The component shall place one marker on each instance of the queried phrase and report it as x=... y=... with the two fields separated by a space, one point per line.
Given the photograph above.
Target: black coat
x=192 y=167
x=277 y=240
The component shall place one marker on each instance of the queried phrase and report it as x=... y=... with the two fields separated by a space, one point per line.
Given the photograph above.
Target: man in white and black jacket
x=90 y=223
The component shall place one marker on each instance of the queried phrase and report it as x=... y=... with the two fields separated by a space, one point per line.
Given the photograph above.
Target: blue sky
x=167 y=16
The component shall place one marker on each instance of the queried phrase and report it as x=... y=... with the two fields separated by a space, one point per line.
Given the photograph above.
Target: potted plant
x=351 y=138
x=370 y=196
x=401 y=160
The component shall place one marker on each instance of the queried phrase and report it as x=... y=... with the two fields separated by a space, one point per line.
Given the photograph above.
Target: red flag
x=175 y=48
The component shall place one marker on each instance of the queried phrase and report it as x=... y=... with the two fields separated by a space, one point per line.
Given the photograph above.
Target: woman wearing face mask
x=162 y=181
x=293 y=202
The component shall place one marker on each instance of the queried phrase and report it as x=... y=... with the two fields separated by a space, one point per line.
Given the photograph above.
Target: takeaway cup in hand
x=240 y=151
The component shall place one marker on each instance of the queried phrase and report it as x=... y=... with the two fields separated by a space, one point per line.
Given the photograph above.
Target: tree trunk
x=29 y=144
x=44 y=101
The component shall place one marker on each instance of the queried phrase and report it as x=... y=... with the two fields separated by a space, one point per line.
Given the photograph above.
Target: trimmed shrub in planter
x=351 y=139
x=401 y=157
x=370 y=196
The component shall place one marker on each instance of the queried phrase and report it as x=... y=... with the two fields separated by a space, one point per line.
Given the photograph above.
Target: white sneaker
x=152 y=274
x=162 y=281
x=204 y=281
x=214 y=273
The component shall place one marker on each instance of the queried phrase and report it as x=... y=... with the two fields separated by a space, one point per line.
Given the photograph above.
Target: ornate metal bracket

__Exercise objective__: The records above must be retyped in full. Keep each one exactly as it is.

__Response to this task__:
The component shall place one marker on each instance of the queried phrase and report it as x=... y=... with the two fields separated by a space, one point per line.
Given the photograph above.
Target: black coat
x=192 y=167
x=277 y=240
The component shall place one marker on each instance of the queried phrase and report it as x=... y=... with the two fields separated by a space, one point per line.
Given the photograph above.
Target: man in white and black jacket
x=90 y=223
The component shall place one marker on each instance of the queried phrase and report it as x=... y=... with the two fields separated by a space, one point per line.
Given the photograph above.
Target: blue sky
x=167 y=16
The component shall place one marker on each instance of the queried phrase and report it as x=... y=... with the two fields separated by a space, one point per line.
Given the photograph above.
Target: potted plant
x=351 y=138
x=370 y=196
x=401 y=160
The component shall place one marker on each instance of the queried phrase and report it as x=... y=... with the two fields separated by a space, one point per line.
Given the photograph above.
Target: red flag
x=175 y=48
The component shall place one marker on each instance of the queried phrase and report it as x=... y=... with the two fields separated by a space, one point per line.
Given the photograph above.
Target: woman wearing face mask
x=162 y=181
x=293 y=202
The component shall place one marker on each instance of the queried phrase and report it as x=... y=... with the two fields separated by a space, one point per line.
Given the photograph above.
Target: takeaway cup in hand
x=240 y=151
The component shall place one marker on each instance of the queried phrase and report it as x=... y=... with the two fields separated by a space, one point per line.
Given the photograph above.
Target: tree trunk
x=29 y=144
x=44 y=101
The component shall place one marker on each instance of the queried phrase and report it as x=... y=... with the two fields separated by a space, one point per line.
Given the photograph above.
Target: trimmed shrub in planter
x=351 y=139
x=401 y=157
x=370 y=196
The component shall place one marker on each instance of the queried phrase and report it as x=... y=... with the two fields separated by a space, one point per line.
Given the photograph above.
Target: white sneaker
x=152 y=274
x=162 y=281
x=204 y=281
x=214 y=273
The component shall place one marker on each instance of the queried phrase and report it as x=... y=... with the two fields separated by a space, one point per line.
Given the photograph above.
Target: ornate metal bracket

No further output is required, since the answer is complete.